--- START OF Extracted information ---

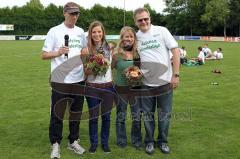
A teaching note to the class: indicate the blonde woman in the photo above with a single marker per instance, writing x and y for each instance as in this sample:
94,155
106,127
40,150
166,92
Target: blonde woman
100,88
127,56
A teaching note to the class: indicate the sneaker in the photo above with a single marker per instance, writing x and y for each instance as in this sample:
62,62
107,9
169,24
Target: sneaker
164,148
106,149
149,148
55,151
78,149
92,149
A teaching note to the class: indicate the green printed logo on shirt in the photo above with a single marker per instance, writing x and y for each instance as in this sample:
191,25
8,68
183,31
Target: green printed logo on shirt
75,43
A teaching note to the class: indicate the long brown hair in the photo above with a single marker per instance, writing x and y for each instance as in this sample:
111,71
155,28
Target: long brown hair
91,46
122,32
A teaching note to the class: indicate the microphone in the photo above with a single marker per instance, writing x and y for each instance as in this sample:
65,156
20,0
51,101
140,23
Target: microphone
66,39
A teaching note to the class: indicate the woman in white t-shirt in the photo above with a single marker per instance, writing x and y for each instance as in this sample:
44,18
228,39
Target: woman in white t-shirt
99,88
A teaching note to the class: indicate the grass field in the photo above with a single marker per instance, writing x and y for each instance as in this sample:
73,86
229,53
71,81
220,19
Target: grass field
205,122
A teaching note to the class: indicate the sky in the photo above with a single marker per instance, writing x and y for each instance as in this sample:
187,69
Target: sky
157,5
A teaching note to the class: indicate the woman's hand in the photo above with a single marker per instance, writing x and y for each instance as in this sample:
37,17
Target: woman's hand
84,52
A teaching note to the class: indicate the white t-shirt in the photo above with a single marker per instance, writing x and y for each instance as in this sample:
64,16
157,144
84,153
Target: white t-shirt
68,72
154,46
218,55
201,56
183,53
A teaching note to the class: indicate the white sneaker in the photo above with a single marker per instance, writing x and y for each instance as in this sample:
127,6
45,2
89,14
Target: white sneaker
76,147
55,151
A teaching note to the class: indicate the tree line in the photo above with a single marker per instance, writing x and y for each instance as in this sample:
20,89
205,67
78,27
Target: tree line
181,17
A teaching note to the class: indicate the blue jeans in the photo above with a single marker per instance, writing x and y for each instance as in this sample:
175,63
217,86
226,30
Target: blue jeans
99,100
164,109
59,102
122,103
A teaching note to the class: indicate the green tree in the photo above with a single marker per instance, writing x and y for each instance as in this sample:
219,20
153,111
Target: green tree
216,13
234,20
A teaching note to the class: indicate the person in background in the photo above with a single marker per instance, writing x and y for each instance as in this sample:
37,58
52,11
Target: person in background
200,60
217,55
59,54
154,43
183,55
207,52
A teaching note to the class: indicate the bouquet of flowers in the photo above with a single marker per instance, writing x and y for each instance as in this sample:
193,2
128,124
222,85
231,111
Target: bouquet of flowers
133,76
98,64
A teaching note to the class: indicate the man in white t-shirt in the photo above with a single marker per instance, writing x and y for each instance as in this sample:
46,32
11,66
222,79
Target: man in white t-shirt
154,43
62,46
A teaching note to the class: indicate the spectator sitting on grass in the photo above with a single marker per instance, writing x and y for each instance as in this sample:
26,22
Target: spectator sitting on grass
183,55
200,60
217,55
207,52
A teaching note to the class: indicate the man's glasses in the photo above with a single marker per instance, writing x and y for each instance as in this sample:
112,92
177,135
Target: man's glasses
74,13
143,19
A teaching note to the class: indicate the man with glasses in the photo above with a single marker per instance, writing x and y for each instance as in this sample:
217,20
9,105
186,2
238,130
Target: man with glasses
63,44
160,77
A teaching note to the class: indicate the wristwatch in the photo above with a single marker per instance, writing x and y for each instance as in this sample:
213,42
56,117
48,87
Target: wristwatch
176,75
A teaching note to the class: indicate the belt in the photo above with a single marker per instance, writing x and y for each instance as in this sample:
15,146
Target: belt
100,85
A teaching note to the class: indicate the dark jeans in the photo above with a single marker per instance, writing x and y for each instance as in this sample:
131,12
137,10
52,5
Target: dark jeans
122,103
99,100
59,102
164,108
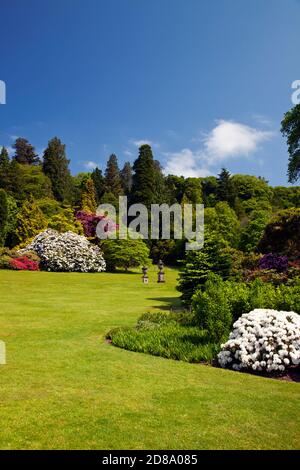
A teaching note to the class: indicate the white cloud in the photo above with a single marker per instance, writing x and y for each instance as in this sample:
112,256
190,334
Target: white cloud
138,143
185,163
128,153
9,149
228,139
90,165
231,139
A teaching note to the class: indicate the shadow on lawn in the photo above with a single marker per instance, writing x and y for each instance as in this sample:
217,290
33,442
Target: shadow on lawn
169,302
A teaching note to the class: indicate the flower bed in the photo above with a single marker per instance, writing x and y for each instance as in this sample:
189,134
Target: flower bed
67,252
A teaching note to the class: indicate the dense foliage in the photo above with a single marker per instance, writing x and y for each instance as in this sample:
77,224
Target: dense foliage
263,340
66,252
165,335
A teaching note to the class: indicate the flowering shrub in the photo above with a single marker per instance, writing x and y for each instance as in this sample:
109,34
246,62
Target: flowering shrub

--- END OF Extracted information ---

▸ Task goal: Swap "marker" for "point" everywhere in the listing and write it out again with nothing else altered. Omit the pictures.

▸ Solution to this task:
A teaching note to the class: indicate the blonde woman in the photo above with a single point per instance, writing x and y for each instance as in this sample:
94,155
106,127
40,150
166,92
Target: blonde woman
100,88
127,56
A teaching note to the class: indicate the sneaker in the photo above with a single point per instance, writing x and y for each instance as in this sample:
62,62
107,9
169,24
Target: sneaker
164,148
106,149
149,148
55,151
78,149
92,149
A teaching note to the class: indicate the green printed logo on shirt in the photo above with a single point per instance, writing x and y for each instance as in this sample:
191,25
8,68
183,31
Target: green printed logo on shirt
75,43
A teaching note to the class: indicate the long brown hair in the photo above with a single point per instance, writing x and y for each instance as in this sample:
111,71
155,28
Target: long brown hair
91,46
122,32
A teaching note to the class: indicate the microphone in the photo above with a single point per instance, writing x and y for each instance as in this sample:
65,156
20,0
51,101
140,23
Target: microphone
66,39
A teaching note to the class: indicate the woman in white t-shirt in the photo above with a single point per instance, writing x and y for each instance as in this sample:
44,18
228,39
Target: woman in white t-shirt
99,88
A teaching note to the class: indicate the grass field in the photo above with a single point per instance, writing x and y for each instance as in this sample:
73,86
229,53
71,81
220,19
Target: grass field
205,122
A teaching note to the class: indicate the sky in the photo above with a single point per instance, writing x and y for each instance as in this sample:
187,69
Target: sky
157,5
A teaching note to the class: indicate the woman's hand in the photo above with a single point per instance, writing x and y for each instance as in this sample:
37,17
Target: woman's hand
84,52
A teaching note to the class: indicate the white t-shirt in the photo above with a single point per instance, writing x and y for each instance as in this sample:
64,16
157,144
84,153
Target: white t-shirt
68,72
154,46
218,55
201,56
183,53
A teaching note to the class: indicate the white sneaker in the photo above with a single point per instance, writing x and y for each instance as in this sample:
127,6
45,2
89,14
Target: white sneaker
76,147
55,151
A teaching note to the class: indicate the tree line in the photo above with a single point per instance, writing x and y for each instance as in this sample:
20,89
205,67
78,27
Target: tree line
181,17
A teaching note to the class: indicate the blue jeans in the photo above with a single point per instance, writing x and y for each instance as in this sample:
175,63
217,86
226,30
Target: blue jeans
99,100
164,109
59,102
122,103
A teaching note to the class: indicate the green tree in the photo above with a single point per instance, writing x and y for each instance as in this sample:
219,20
153,111
Target: green tree
216,13
234,20
A teaching note to the class: indicate the person in background in the photo above with a single point per instance, writing x and y for each instance as in this sample:
37,58
52,11
Target: person in background
200,60
217,55
59,54
154,43
183,55
207,52
A teaching note to the class: indicate the bouquet of flowers in the photo above with a single point per instance, writing x and y for each instance as in this sample:
193,2
128,124
222,85
231,111
Target: bouquet of flowers
133,76
98,64
A teaching note to the class: indicate the man in white t-shirt in the photo above with a single point per instance, writing x and y for each instance as in this sample:
46,32
11,66
222,79
Target: man in white t-shirt
154,43
62,46
A teaching note to the class: indicate the spectator sitting on grass in the photo above with a single point per instance, writing x and y for each instance as in this sample:
26,22
Target: spectator sitting on grass
183,55
200,60
217,55
207,52
A teaching note to the class: indicate the man's glasses in the photo above with a single point per instance, writing x and y for each instance as in this sample:
112,92
177,135
Target: man's glasses
74,13
143,19
A teaching note to the class: indicate the man with glasses in the photo above with a single point per instance, writing x and y for each instance as in this sample:
217,20
9,105
186,2
238,130
Target: man with glasses
63,44
160,77
A teaching note to the class: indicate the wristwatch in the photo above with a single point per instance, writing x and y for each instance as in this sample:
213,42
56,117
48,87
Target: wristwatch
176,75
A teaching note to the class: indicate the belt in the photo above with a single point per instance, writing x and y for each instance as in this sample:
15,146
Target: belt
100,85
A teaching note to the class: indicate the dark jeans in the photo above with a single point per instance, writing x and y for each instance as in this sample:
131,12
137,10
52,5
Target: dark jeans
122,103
99,100
59,102
164,108
A teaching note to the class: indicate the white cloud in the photo above with a single point per instance, writing x and y for each instance as in this sample:
112,256
190,334
Target: white cloud
138,143
185,163
128,153
9,149
228,139
90,165
231,139
A teaching note to the class: indicate the shadow on lawn in the photo above with a single point per instance, writing x and y for each instance as in this sample:
217,290
33,442
Target: shadow on lawn
169,302
A teaching note to the class: indicate the flower bed in the photo above with a single point per instance, writing x and y for each instance as in this sample:
189,134
Target: flower bed
67,252
A teaching note to the class: indicate the dense foliage in the photo above with a single point per instance, writing x and y for each instance as in this sample:
77,224
Target: dense foliage
263,340
66,252
165,335
A teaching note to the class: indicate the flowering shrub in the photo above with a single point per instance, writing x and y for each instance as in this sample:
109,34
246,62
Target: flowering shrub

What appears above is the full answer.